Recorded information Start Marker

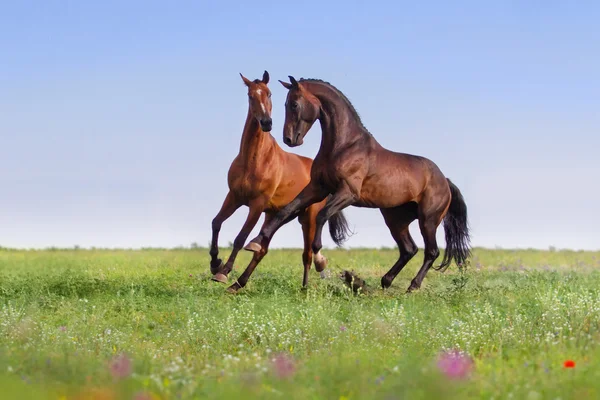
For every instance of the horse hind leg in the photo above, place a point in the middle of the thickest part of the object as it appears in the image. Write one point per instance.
(256, 259)
(430, 217)
(319, 259)
(398, 220)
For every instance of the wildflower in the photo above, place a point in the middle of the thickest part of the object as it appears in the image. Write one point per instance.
(120, 367)
(455, 365)
(284, 366)
(142, 396)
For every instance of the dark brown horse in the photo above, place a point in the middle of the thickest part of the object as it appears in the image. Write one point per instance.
(354, 169)
(265, 178)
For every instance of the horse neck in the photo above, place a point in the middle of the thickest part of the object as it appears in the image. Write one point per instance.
(255, 142)
(339, 127)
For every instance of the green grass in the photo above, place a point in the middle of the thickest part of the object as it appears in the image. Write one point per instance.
(65, 314)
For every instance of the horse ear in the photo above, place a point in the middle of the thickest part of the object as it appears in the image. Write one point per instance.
(286, 85)
(246, 80)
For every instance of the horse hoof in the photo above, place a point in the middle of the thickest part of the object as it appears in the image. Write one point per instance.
(219, 277)
(385, 283)
(214, 270)
(320, 262)
(253, 247)
(233, 289)
(411, 289)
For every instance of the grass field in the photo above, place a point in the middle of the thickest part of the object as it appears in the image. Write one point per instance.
(150, 324)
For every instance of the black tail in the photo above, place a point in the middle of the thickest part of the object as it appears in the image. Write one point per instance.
(456, 229)
(338, 228)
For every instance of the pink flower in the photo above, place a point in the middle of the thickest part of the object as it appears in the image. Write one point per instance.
(120, 366)
(284, 366)
(455, 364)
(142, 396)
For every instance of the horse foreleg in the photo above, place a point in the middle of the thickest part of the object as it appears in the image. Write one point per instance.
(335, 203)
(230, 205)
(311, 194)
(256, 209)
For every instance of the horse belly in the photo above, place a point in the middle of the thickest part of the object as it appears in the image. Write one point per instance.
(385, 194)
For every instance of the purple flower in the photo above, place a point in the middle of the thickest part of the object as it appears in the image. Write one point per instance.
(455, 364)
(284, 366)
(120, 366)
(142, 396)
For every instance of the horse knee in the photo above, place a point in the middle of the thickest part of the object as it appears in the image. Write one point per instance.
(432, 253)
(410, 251)
(216, 224)
(238, 243)
(320, 262)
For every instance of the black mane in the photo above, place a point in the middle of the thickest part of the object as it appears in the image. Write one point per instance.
(343, 96)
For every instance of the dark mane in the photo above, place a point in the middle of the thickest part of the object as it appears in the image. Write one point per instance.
(342, 96)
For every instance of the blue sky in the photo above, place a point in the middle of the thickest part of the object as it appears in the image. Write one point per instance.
(119, 120)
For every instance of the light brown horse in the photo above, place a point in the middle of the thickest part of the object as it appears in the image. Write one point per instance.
(265, 178)
(352, 168)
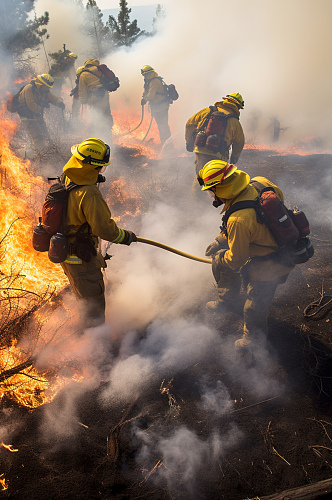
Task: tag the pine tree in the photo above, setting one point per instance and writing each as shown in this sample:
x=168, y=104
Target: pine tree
x=96, y=30
x=18, y=33
x=123, y=31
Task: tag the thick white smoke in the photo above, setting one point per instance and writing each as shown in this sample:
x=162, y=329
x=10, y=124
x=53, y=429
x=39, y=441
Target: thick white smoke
x=274, y=53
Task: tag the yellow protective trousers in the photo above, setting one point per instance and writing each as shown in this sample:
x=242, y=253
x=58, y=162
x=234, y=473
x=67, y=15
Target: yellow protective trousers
x=87, y=282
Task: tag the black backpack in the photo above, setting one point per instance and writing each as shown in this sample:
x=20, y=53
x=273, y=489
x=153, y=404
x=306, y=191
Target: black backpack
x=109, y=81
x=211, y=134
x=169, y=91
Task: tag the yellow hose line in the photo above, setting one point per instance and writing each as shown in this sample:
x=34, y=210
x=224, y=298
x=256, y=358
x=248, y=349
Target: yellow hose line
x=174, y=250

Recorded information End Marker

• **Task brief**
Make an exact copy of the whole listing, but don't bring over any pictures.

• **Completed exercise**
For every instance of the horse hind leg in the photo above, place a point in the middle of the thickest part of the object as it appears in the image. Write one point per instance.
(256, 259)
(430, 217)
(319, 259)
(398, 220)
For every instance of the wildflower in the photo above, place a point in the middle of the thickest part of the object as it appears in the image. Write one point per instance.
(120, 367)
(455, 365)
(284, 366)
(142, 396)
For every instance of the dark brown horse in the photo above, place a point in the middle of the thickest part of the object as it appears in the image. Write one point per instance.
(354, 169)
(265, 178)
For every instance of the horse neck in the photo above, place a point in the middle of the thickest part of the object as it appears in the image. Write one point per instance.
(255, 142)
(339, 127)
For every instance of the green grass in the photo above, place a point in the middle of the thickest part of the object as it appears in the image. Write one point per instance.
(65, 314)
For every instance of the horse ear in the photo above, place a point in the middle of the thickest part of the object as it appears in the image. Write one point per instance.
(286, 85)
(246, 80)
For every instance of the horse hoof in the photo above, place a point in the middle of the thickest part of the object as it appears in the image. Write one point per instance.
(219, 277)
(385, 283)
(214, 270)
(320, 262)
(253, 247)
(233, 289)
(411, 289)
For every instance of the grass field in the photo above, place a point in the middle of the thickest part of the object as it appears in the image. Write one point per instance.
(150, 324)
For every instance of the black tail in the photo above, place a point in the middle of the thickest part of the object as it appears in the image. Write one point per instance.
(456, 229)
(338, 228)
For every instance of the pink flower in the photo above, place a point in the middle of the thickest part of the object as it appears in the image. Write one point per instance.
(120, 366)
(284, 366)
(455, 364)
(142, 396)
For every instance of the horse foreleg in the photo above, place a point in the middle of the thickest part of the object as it appears in the image. Write one point per instance.
(335, 203)
(230, 205)
(311, 194)
(256, 209)
For every instance of the horse belly in the photo above, place a point in the middle of the thickest part of the object as it appears in the image. Write one point per instance.
(385, 194)
For every instance of the purple flower in the photo above, place a point in the middle of the thickest part of the object as it appears in the image. Write one point per instance.
(455, 364)
(284, 366)
(120, 366)
(142, 396)
For every instance of the horse knee in the photo above, place a point in the middle of the thickest part of the object as it appears in the image. Write one point per instance.
(432, 253)
(410, 251)
(216, 224)
(238, 243)
(320, 262)
For every instance of the black mane in the photo above, place a point in the middle of the thickest part of the object as it appears in the image. Write one point per instance.
(343, 96)
For every instance of the dark mane in the photo above, place a point in the middle of the thickest part of the object as it appears in the image. Write one point per instance.
(342, 96)
For every instance of the blue sky in the photo above, place a point in the middle of the thickest part of the object as it appears in the image. Write one point per instance.
(119, 120)
For every instance of the light brown horse in the photo above, place a point in the middle of the thickest part of the object as it appears in the image. Write one point per instance.
(265, 178)
(352, 168)
Task: tag the pine tree in the photo above, setting one point per instance and writing each as shown in this sample:
x=168, y=104
Target: pine tree
x=96, y=30
x=18, y=33
x=123, y=31
Task: tag the thick white smoke in the photo above, setting one point per instance and writing each as shown in this sample:
x=162, y=329
x=10, y=124
x=53, y=429
x=39, y=441
Target: thick white smoke
x=274, y=53
Task: tag the yellow protective trousers in the photo above, setting one point per instance and writing each as shown in this sample:
x=242, y=253
x=58, y=162
x=234, y=473
x=67, y=15
Target: yellow protective trousers
x=87, y=282
Task: tag the black backpack in the photo above, setting one point per instance and writing each as shown in this sample:
x=20, y=53
x=273, y=489
x=153, y=404
x=306, y=191
Target: black backpack
x=109, y=81
x=211, y=134
x=169, y=91
Task: tag the yellow hose line in the photo above, setting one point per instance and writing each as shown in this sample:
x=34, y=210
x=224, y=298
x=256, y=358
x=248, y=349
Target: yellow hose line
x=174, y=250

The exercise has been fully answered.